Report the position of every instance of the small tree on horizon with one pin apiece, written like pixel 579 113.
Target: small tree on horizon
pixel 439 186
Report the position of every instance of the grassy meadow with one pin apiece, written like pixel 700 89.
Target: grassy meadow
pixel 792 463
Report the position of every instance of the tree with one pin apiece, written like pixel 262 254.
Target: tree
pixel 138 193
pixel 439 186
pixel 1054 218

• • • •

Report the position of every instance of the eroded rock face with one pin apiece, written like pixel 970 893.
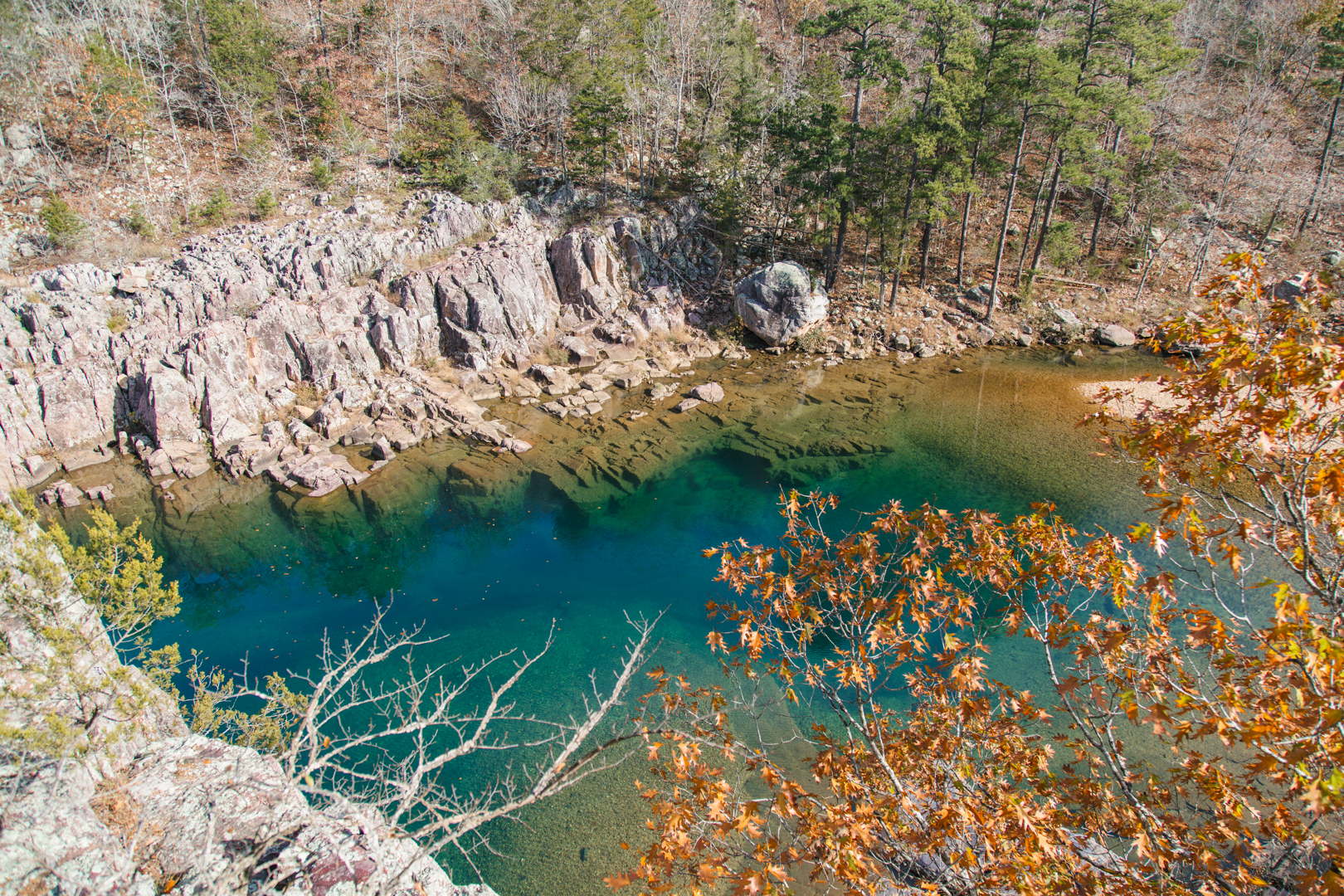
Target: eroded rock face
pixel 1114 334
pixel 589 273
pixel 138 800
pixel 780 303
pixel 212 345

• • • •

Print the material from the line containing "Report the position of every instance of the eroded" up to and including the line containing "pixel 212 345", leaving out any pictures.

Report the position of every instance of the eroded rock face with one pin apiece, written like pixel 970 893.
Target: eroded rock face
pixel 1114 334
pixel 589 273
pixel 138 800
pixel 780 303
pixel 212 345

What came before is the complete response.